### Work order
Output the full set of records exactly.

▼

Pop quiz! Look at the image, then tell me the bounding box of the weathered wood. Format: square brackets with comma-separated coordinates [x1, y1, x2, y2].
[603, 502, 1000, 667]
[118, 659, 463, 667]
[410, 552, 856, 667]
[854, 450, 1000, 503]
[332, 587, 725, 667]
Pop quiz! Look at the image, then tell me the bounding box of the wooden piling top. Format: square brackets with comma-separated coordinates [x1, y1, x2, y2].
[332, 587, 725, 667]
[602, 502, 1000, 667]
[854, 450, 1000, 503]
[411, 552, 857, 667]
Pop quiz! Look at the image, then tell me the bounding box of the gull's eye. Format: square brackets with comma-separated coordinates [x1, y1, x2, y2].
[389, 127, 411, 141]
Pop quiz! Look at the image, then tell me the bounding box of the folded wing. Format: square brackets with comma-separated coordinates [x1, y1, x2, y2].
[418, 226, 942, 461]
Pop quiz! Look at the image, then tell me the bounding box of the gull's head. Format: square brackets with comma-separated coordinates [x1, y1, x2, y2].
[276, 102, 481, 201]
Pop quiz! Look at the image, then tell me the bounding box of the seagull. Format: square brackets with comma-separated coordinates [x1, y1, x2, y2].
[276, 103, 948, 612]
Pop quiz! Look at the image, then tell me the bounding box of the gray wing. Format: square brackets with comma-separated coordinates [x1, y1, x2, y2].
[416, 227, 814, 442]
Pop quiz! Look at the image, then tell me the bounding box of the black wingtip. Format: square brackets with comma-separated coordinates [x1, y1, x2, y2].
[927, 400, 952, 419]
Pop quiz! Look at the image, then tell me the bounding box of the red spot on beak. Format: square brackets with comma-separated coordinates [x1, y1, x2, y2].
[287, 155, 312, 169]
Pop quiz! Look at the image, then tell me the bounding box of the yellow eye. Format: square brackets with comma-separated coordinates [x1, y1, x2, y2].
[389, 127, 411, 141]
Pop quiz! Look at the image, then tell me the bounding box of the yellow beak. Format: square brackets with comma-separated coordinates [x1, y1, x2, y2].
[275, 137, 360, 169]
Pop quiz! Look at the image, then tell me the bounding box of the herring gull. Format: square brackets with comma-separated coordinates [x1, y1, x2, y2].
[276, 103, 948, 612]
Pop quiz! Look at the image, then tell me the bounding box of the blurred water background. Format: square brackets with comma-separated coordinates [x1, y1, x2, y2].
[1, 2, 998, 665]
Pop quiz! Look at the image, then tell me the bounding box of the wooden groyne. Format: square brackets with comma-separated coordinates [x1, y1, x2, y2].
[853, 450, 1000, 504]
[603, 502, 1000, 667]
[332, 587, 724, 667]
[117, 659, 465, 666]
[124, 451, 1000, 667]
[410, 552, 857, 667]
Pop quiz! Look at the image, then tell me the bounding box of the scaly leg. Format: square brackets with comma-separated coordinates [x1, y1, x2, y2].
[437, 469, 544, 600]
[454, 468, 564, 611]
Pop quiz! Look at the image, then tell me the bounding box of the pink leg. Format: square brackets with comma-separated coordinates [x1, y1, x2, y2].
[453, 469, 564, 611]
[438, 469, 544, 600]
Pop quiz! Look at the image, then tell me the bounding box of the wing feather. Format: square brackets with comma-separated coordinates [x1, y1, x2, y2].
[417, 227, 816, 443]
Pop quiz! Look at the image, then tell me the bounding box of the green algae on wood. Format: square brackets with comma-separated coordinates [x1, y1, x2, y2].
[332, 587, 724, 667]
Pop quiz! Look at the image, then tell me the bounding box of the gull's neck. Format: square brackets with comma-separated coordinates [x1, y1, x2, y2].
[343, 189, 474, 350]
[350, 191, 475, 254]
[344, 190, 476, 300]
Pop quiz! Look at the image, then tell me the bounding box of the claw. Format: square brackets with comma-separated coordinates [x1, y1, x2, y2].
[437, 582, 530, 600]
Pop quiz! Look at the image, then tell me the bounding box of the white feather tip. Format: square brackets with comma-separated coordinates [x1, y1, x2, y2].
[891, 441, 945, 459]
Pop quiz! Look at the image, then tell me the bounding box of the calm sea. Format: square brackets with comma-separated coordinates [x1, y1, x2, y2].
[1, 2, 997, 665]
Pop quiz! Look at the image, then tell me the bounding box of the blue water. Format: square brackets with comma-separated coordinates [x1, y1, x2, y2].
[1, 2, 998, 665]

▲

### Response for this exercise
Pop quiz! Look at the image, then tell me the bounding box of the weathered wood. Format: square brackets with comma-separated coordinates [x1, y1, x2, y2].
[603, 502, 1000, 667]
[118, 659, 463, 667]
[410, 552, 856, 667]
[854, 450, 1000, 503]
[332, 587, 725, 667]
Pop quiz! Look at the image, then tell me the bounding box of the wooden piling top. Format: square brackets with comma-separated coordinates [x1, y1, x2, y2].
[332, 587, 725, 667]
[602, 502, 1000, 667]
[854, 450, 1000, 503]
[411, 552, 857, 667]
Pop quiz! Look at the image, then tell me the bounding box of the gull's eye. Format: square brackets with comma-separated coordinates [x1, y1, x2, y2].
[389, 127, 411, 141]
Pop quiz! Look at the image, then tell me the bounding box of the folded wing. Format: square brackets with comma-separated coordinates [x1, y1, x2, y2].
[418, 226, 942, 461]
Pop quiz! Look at the image, then tell me the bounding box of the gull's head. Format: square brackets with comma-separated coordinates [x1, y1, x2, y2].
[276, 102, 481, 201]
Pop quiz! Look at the image, then tell me the bounding box of the seagull. Format: square brackets with comma-separated coordinates [x1, y1, x2, y2].
[276, 103, 948, 612]
Pop quiz! Look at the image, then tell me the bounding box of the gray wing. Format: square brackets with comma-separated coordinates [x1, y1, x2, y2].
[416, 227, 814, 442]
Pop quiz! Look at the image, then tell me the bounding box of the black wingtip. Format: square brackets with comma-separated coordinates [x1, y1, x2, y2].
[927, 400, 952, 419]
Pop quiz! Look at the image, then tell me the bounding box of the red spot on beak. Format: square brackets with comma-separated coordinates [x1, y1, x2, y2].
[287, 155, 312, 169]
Pop quiz! Look at the image, then tell me the bounding box of the yellow eye. Format: square brackets with comma-separated coordinates [x1, y1, x2, y2].
[389, 127, 411, 141]
Pop quiz! Look at the image, then tell me the bounding box of the yellow beak. Format: square brackets with comma-separated coordinates [x1, y1, x2, y2].
[275, 137, 360, 169]
Pop quiz! Look at the image, then tell me the bounding box of the herring gull. Format: square brackets with comma-separated coordinates [x1, y1, x2, y2].
[276, 103, 948, 612]
Pop quiz! Look at the image, then tell me the bounding box of the blurred water background. Format: square brackets with comma-separated coordinates [x1, y1, x2, y2].
[1, 2, 998, 665]
Pop quiz! Look at the image, then tell me the bounding box of the wooden groyne. Format: square brackets with comma-separated coordinates [x1, y1, x2, y2].
[853, 450, 1000, 504]
[603, 502, 1000, 667]
[332, 587, 724, 667]
[117, 659, 465, 666]
[124, 451, 1000, 667]
[410, 552, 857, 667]
Pop quiz! Look at the image, then tell me the bounding box of the scaly leg. Format: square brackets with comma-separated coordinates [x1, y1, x2, y2].
[437, 469, 544, 600]
[454, 468, 564, 611]
Pop quiz! Look at the image, then tell me the bounding box of the pink leg. Format: square brackets with comma-separated coordinates [x1, y1, x2, y2].
[453, 469, 564, 611]
[438, 469, 544, 600]
Pop quiz! Look at the image, then tell me the bounding box of the wing feather. Format: square brackets with comma-separated coordinates [x1, y1, x2, y2].
[417, 227, 816, 443]
Pop quiz! Look at the image, then tell me the bounding box of the green algae on wood. Format: square brackets with comma-separated coordinates [x1, y1, x2, y2].
[332, 587, 724, 667]
Pop quiz! Look at the image, then tell me the bounding box of the gull's neck. Format: square brackets with comma-separated coordinates [x1, y1, x2, y2].
[343, 189, 474, 350]
[350, 191, 475, 254]
[344, 190, 476, 300]
Pop quiz! Look at the image, then tell me the bounding box of the claw. Format: square brackets with comma-separated coordinates [x1, y1, x2, y2].
[437, 582, 530, 600]
Pop quiz! Look at the image, then tell me the bounding box of the white feather tip. Format: square brackets with comma-separated coordinates [x1, y1, x2, y2].
[891, 441, 945, 459]
Pop quiz! Look at the image, then tell me the bounding box of the calm sea. Format: square brackets with comma-separated coordinates [x1, y1, x2, y2].
[1, 2, 997, 665]
Pop quiz! Look at the image, then tell me the bounding box of the blue water. Format: square brackets with comma-separated coordinates [x1, y1, x2, y2].
[1, 2, 998, 665]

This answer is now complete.